— BEGIN —
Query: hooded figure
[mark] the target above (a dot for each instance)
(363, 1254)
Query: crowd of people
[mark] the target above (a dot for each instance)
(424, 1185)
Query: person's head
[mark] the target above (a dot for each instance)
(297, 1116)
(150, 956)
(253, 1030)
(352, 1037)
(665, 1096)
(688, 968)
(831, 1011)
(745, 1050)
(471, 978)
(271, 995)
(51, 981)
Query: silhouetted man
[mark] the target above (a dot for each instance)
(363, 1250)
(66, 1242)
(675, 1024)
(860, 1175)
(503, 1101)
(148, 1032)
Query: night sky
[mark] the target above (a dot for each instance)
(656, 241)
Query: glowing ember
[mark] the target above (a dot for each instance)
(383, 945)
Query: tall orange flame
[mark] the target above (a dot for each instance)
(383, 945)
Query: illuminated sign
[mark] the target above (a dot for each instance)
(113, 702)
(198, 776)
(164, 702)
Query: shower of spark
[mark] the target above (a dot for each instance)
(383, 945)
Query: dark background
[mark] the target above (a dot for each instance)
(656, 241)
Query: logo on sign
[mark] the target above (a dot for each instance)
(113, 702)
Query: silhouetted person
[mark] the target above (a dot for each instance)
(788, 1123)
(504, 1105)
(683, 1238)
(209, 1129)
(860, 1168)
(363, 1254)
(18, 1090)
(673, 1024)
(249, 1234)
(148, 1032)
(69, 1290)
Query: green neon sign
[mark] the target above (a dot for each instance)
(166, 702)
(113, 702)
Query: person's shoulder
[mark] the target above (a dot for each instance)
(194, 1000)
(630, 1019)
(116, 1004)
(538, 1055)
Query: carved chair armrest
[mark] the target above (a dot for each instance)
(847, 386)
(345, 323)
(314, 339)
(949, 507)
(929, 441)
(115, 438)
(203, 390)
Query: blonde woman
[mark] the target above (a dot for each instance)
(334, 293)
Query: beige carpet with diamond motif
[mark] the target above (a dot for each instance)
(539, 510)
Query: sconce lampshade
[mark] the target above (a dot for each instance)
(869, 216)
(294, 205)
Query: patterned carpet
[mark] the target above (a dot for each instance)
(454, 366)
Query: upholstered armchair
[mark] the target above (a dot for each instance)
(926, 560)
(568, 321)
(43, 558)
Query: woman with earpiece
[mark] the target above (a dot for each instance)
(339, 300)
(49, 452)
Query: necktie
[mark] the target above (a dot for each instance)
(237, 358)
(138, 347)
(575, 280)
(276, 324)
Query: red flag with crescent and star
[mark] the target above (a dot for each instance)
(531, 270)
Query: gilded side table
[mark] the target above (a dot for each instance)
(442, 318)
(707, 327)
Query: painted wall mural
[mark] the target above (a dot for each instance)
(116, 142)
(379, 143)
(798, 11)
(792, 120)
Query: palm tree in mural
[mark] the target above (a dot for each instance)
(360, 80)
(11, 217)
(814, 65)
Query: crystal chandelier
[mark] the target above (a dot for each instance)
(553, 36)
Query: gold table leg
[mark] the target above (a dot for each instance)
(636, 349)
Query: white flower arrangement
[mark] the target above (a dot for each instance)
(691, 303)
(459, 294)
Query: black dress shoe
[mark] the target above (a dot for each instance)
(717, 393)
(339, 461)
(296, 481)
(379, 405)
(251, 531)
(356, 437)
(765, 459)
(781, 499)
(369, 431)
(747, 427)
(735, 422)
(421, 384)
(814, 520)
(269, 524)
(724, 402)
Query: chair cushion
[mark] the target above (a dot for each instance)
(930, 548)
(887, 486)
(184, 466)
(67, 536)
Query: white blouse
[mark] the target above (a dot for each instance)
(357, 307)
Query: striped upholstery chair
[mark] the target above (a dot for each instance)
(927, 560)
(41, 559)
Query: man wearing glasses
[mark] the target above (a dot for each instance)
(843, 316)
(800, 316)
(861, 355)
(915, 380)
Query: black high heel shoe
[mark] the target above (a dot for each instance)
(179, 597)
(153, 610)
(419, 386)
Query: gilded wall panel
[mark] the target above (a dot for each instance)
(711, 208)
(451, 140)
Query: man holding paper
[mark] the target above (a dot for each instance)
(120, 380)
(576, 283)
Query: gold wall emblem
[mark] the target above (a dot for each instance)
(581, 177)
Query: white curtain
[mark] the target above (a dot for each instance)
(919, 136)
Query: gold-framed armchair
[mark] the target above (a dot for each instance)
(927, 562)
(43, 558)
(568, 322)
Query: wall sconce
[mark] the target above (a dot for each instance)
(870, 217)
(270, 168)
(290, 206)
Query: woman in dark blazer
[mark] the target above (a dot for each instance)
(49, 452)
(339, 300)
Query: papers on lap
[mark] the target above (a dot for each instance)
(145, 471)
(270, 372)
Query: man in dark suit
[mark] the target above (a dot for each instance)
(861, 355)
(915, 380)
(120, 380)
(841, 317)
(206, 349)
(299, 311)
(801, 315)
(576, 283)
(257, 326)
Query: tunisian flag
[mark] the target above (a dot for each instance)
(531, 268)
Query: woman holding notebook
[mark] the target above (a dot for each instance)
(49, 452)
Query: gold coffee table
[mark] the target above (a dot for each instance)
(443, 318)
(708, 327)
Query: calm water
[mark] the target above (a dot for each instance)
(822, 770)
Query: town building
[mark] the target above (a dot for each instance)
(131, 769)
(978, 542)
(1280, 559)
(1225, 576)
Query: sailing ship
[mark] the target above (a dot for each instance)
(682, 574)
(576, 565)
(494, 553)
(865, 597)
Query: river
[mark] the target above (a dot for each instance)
— END —
== TASK GOAL ==
Every record above needs to be repeated word for word.

== TASK SOLUTION ==
Query: hooded figure
[mark] the target above (a dot for each instance)
(363, 1254)
Query: crowd of people
[mark] the target above (a dot for each instance)
(424, 1185)
Query: person's head
[mark] the target above (a dot for each instance)
(297, 1116)
(150, 956)
(253, 1030)
(352, 1037)
(665, 1096)
(688, 968)
(831, 1011)
(745, 1050)
(471, 978)
(271, 995)
(51, 981)
Query: silhouetted man
[mark] the target above (a dot for each instance)
(363, 1250)
(66, 1242)
(675, 1024)
(860, 1175)
(503, 1101)
(148, 1032)
Query: night sky
[mark] the target above (a dot for each instance)
(656, 241)
Query: glowing ember
[mark] the target above (a dot for each instance)
(383, 945)
Query: tall orange flame
[mark] the target above (a dot for each instance)
(383, 945)
Query: illuminated sign
[mark] the target above (a dot for each instance)
(113, 702)
(198, 776)
(164, 702)
Query: shower of spark
[mark] the target above (a dot for each instance)
(383, 945)
Query: dark background
[mark] the target above (a dot for each instance)
(656, 241)
Query: logo on sign
[mark] the target above (a dot for each instance)
(113, 702)
Query: silhouetted person
[mark] the target above (a dot for each instance)
(788, 1123)
(504, 1105)
(683, 1238)
(209, 1129)
(860, 1168)
(363, 1254)
(18, 1090)
(673, 1024)
(249, 1234)
(148, 1032)
(69, 1290)
Query: green neon sign
[mark] the target above (a dot for each instance)
(166, 702)
(113, 702)
Query: person's shoulder
[mark] the target above (a dot for each instance)
(194, 1000)
(630, 1019)
(116, 1004)
(538, 1055)
Query: carved chair armrest
[mark] the target above (a dot for each instance)
(847, 386)
(345, 323)
(314, 339)
(949, 507)
(929, 441)
(115, 438)
(203, 390)
Query: blonde woman
[mark] the target above (a dot for each instance)
(334, 293)
Query: beige carpet with diamond motif
[mark] the target above (a dot for each instance)
(539, 510)
Query: sconce lampshade
[mark] the target above (a dot for each instance)
(869, 216)
(294, 205)
Query: patterned carpet
[mark] the target above (a dot for each instance)
(454, 366)
Query: upholstered armchair
[mark] the target above (a dot for each instance)
(926, 560)
(568, 321)
(43, 558)
Query: woman with earpiece
[mark] the target above (a dot for each instance)
(339, 300)
(49, 452)
Query: necktie
[mark] the target above (a dot for each instance)
(237, 358)
(138, 347)
(575, 280)
(276, 324)
Query: red flag with crescent and star
[mark] the target above (a dot for each instance)
(531, 270)
Query: gilded side table
[mark] the target above (a dot for each instance)
(442, 318)
(707, 327)
Query: painted wall mural
[mark] the target above (a dot for each instance)
(116, 142)
(379, 143)
(798, 11)
(792, 120)
Query: palm tree in mural
[mark] the target above (a dot for each instance)
(360, 80)
(11, 217)
(814, 65)
Query: crystal chandelier
[mark] the target above (a dot for each instance)
(553, 36)
Query: gold table leg
[mark] the target above (a dot for each instance)
(636, 349)
Query: white flower arrangement
[mark] the target above (a dot for each instance)
(691, 303)
(459, 294)
Query: black dress shoe
[mark] the target above (a dot for each instance)
(717, 393)
(339, 461)
(296, 481)
(379, 405)
(251, 531)
(356, 437)
(765, 459)
(781, 499)
(369, 431)
(747, 427)
(735, 422)
(421, 384)
(814, 520)
(269, 524)
(724, 402)
Query: chair cushion
[mark] the target above (a dot for each instance)
(930, 548)
(887, 486)
(184, 466)
(67, 536)
Query: white blouse
[mark] the target above (a dot for each instance)
(357, 307)
Query: striped upholstery chair
[mark] the target above (a dot for each instance)
(927, 560)
(41, 559)
Query: man wearing glasses
[mark] the target above (a dot for each instance)
(843, 316)
(800, 316)
(861, 355)
(915, 380)
Query: black high heel shoe
[mark] the target above (a dot for each instance)
(179, 597)
(153, 610)
(419, 386)
Query: gilded wall panel
[mark] the target above (a dot for each instance)
(711, 208)
(451, 140)
Query: man holding paper
[mark] the target above (a dot for each instance)
(120, 380)
(576, 283)
Query: gold wall emblem
[mark] the target above (a dot for each instance)
(581, 177)
Query: white curtain
[mark] the target above (a dot for each instance)
(919, 136)
Query: gold-framed armchair
[mark] the target above (a dot for each instance)
(927, 562)
(43, 558)
(568, 322)
Query: wall sconce
[mark] the target above (a dot for each instance)
(870, 217)
(270, 168)
(290, 206)
Query: woman in dark blazer
[mark] the target above (a dot for each instance)
(49, 452)
(339, 300)
Query: papers on lap
[mark] the target above (a dot for each instance)
(145, 471)
(270, 372)
Query: man in dark suit
[mark] the target above (a dot for each instance)
(861, 355)
(915, 380)
(120, 380)
(841, 317)
(206, 349)
(299, 311)
(801, 315)
(576, 283)
(257, 326)
Query: tunisian flag
[mark] the target above (a dot for each instance)
(531, 268)
Query: woman holding notebook
[mark] the target above (a dot for each instance)
(49, 452)
Query: gold coffee table
[mark] the target above (a dot for each instance)
(443, 318)
(708, 327)
Query: calm water
[mark] the target above (a dot for each instance)
(822, 770)
Query: town building
[mark] the target above (a dot for each instance)
(131, 769)
(978, 542)
(1280, 559)
(1225, 576)
Query: sailing ship
[mark] the target above (a dot for each instance)
(682, 574)
(576, 565)
(494, 553)
(865, 597)
Query: river
[mark] the target above (a dot for each instance)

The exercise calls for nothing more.